## [DATA EXTRACTS]
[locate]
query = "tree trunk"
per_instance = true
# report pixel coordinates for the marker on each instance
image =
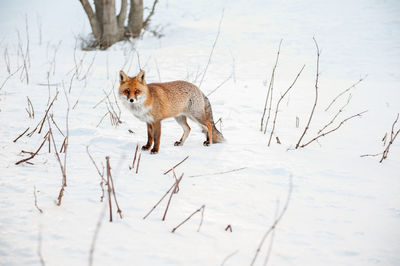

## [YOUR GOAL]
All that should be printed is the lines from the one containing "# report pixel" through the last line of the material above, both ends included, exactly as they stand; please skip the pictures.

## [TASK SOLUTION]
# report pixel coordinates for the marker on each instance
image =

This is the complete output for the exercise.